# Problem description
Please put every line of all the records below into a JSON list of strings, one string per line, with blank lines skipped and the pictures left out.

# Extracted entries
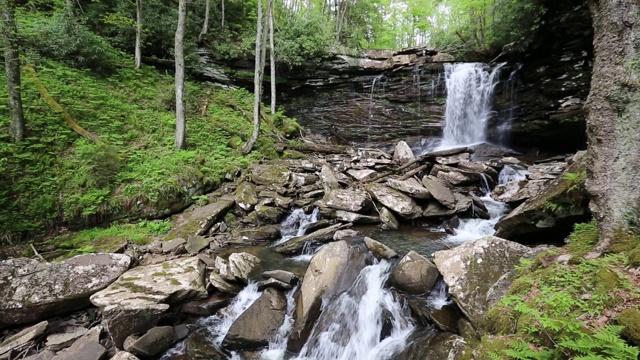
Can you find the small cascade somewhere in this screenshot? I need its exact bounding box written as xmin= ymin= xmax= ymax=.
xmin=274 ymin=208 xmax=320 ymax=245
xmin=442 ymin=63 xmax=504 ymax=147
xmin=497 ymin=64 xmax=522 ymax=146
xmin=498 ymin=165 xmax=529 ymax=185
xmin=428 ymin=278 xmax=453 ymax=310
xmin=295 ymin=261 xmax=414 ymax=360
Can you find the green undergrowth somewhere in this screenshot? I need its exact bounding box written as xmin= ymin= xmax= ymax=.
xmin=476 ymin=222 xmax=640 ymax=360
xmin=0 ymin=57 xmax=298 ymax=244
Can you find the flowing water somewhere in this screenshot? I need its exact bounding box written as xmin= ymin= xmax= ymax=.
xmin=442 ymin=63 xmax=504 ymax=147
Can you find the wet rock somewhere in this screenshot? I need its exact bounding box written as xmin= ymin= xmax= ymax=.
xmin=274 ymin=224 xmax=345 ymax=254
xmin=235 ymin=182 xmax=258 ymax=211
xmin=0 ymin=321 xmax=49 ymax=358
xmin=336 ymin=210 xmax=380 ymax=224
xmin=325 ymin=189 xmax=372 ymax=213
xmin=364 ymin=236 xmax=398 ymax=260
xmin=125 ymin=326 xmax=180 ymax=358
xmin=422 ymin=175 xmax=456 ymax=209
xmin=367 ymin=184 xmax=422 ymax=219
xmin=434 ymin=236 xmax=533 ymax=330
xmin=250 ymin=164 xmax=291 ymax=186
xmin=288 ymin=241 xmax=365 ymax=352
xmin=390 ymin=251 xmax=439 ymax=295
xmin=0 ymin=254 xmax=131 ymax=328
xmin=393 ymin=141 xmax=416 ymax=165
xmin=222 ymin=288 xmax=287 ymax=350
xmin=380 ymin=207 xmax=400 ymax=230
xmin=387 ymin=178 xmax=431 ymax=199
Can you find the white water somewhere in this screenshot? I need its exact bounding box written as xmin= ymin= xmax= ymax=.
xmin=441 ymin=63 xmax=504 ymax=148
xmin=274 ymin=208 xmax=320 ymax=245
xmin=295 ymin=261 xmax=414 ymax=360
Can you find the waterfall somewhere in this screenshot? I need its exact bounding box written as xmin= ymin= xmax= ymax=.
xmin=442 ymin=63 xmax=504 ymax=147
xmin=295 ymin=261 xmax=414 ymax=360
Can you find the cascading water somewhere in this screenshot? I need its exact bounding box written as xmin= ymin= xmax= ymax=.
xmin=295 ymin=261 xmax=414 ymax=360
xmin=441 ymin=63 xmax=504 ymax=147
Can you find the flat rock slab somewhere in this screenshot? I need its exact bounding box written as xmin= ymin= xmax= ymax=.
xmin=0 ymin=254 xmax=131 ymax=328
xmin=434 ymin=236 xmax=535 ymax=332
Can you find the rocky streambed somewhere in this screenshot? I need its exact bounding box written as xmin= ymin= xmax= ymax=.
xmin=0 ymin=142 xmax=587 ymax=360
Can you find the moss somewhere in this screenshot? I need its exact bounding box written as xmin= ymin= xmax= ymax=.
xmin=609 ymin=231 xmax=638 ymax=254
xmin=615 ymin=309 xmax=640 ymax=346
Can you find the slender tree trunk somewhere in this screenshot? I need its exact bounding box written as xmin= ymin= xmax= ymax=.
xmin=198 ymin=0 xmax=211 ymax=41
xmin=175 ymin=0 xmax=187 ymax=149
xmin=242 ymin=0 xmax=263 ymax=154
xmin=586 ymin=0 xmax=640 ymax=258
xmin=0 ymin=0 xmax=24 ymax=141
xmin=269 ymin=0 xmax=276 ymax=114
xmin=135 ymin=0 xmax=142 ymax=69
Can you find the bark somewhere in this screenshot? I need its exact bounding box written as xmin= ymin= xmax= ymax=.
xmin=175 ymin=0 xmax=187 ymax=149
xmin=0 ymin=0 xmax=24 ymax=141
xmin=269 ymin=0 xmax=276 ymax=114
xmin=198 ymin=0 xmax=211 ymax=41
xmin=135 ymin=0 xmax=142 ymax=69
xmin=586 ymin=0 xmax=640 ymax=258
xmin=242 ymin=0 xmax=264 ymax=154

# Output for this exercise
[
  "Can you find the small cascade somewhere in this screenshot? I need its exact bounding box written as xmin= ymin= xmax= ymax=.",
  "xmin=274 ymin=208 xmax=320 ymax=245",
  "xmin=442 ymin=63 xmax=504 ymax=147",
  "xmin=497 ymin=64 xmax=522 ymax=146",
  "xmin=498 ymin=165 xmax=529 ymax=185",
  "xmin=428 ymin=278 xmax=453 ymax=310",
  "xmin=295 ymin=261 xmax=414 ymax=360",
  "Can you find the green undergrowth somewhere in this screenshot? I need its exact bounding box written as xmin= ymin= xmax= ymax=.",
  "xmin=476 ymin=222 xmax=640 ymax=360",
  "xmin=0 ymin=57 xmax=298 ymax=244",
  "Can you find the flowing water somewhere in this screenshot? I need its exact bounding box written as xmin= ymin= xmax= ymax=.",
  "xmin=442 ymin=63 xmax=504 ymax=147",
  "Can you find the wet rock somewhere in this screenshot? I need its exact bounding box written as xmin= ymin= xmax= ymax=.",
  "xmin=274 ymin=224 xmax=345 ymax=254",
  "xmin=235 ymin=182 xmax=258 ymax=211",
  "xmin=0 ymin=321 xmax=49 ymax=358",
  "xmin=336 ymin=210 xmax=380 ymax=224",
  "xmin=325 ymin=189 xmax=372 ymax=213",
  "xmin=364 ymin=236 xmax=398 ymax=260",
  "xmin=125 ymin=326 xmax=180 ymax=358",
  "xmin=422 ymin=175 xmax=456 ymax=209",
  "xmin=367 ymin=184 xmax=422 ymax=219",
  "xmin=434 ymin=236 xmax=533 ymax=330",
  "xmin=250 ymin=164 xmax=291 ymax=186",
  "xmin=288 ymin=241 xmax=365 ymax=352",
  "xmin=390 ymin=251 xmax=439 ymax=295",
  "xmin=0 ymin=254 xmax=131 ymax=328",
  "xmin=393 ymin=141 xmax=416 ymax=165",
  "xmin=222 ymin=288 xmax=287 ymax=350",
  "xmin=380 ymin=207 xmax=400 ymax=230",
  "xmin=387 ymin=178 xmax=431 ymax=199",
  "Can you find the white water somewhere in this screenshot? I need its exact bounding box written as xmin= ymin= xmax= ymax=.",
  "xmin=441 ymin=63 xmax=504 ymax=148",
  "xmin=274 ymin=208 xmax=320 ymax=245",
  "xmin=295 ymin=261 xmax=414 ymax=360",
  "Can you find the waterfall somewhere in this screenshot? I need its exact bounding box written as xmin= ymin= xmax= ymax=.",
  "xmin=442 ymin=63 xmax=504 ymax=147",
  "xmin=295 ymin=261 xmax=414 ymax=360",
  "Can you find the cascading water somewhere in this screenshot? I need its exact bounding box written as xmin= ymin= xmax= ymax=.",
  "xmin=295 ymin=261 xmax=414 ymax=360",
  "xmin=441 ymin=63 xmax=504 ymax=147",
  "Can you find the flat rock slab somewhere in this screenshot? I need its exact bounding box written as xmin= ymin= xmax= ymax=.",
  "xmin=0 ymin=254 xmax=131 ymax=328",
  "xmin=434 ymin=236 xmax=535 ymax=332",
  "Can you find the rocky streambed somewhere in this screenshot? I need its exact bounding box written as xmin= ymin= xmax= ymax=.",
  "xmin=0 ymin=142 xmax=587 ymax=360",
  "Can you find the moss somewhere in this screenshot? I need its exact bounding box written as xmin= ymin= xmax= ymax=.",
  "xmin=609 ymin=231 xmax=638 ymax=254",
  "xmin=615 ymin=309 xmax=640 ymax=346",
  "Can you find the slender tree trunk somewhere in this screenshot? I need its exact bounding box written as xmin= ymin= xmax= ymax=.",
  "xmin=198 ymin=0 xmax=211 ymax=41",
  "xmin=175 ymin=0 xmax=187 ymax=149",
  "xmin=242 ymin=0 xmax=263 ymax=154",
  "xmin=586 ymin=0 xmax=640 ymax=258",
  "xmin=0 ymin=0 xmax=24 ymax=141",
  "xmin=269 ymin=0 xmax=276 ymax=114",
  "xmin=135 ymin=0 xmax=142 ymax=69",
  "Can you find the bark somewhere in this screenshot? I need its exact bounding box written as xmin= ymin= xmax= ymax=.",
  "xmin=175 ymin=0 xmax=187 ymax=149",
  "xmin=0 ymin=0 xmax=24 ymax=141",
  "xmin=269 ymin=0 xmax=276 ymax=114",
  "xmin=198 ymin=0 xmax=211 ymax=41",
  "xmin=135 ymin=0 xmax=142 ymax=69",
  "xmin=586 ymin=0 xmax=640 ymax=258",
  "xmin=242 ymin=0 xmax=264 ymax=154"
]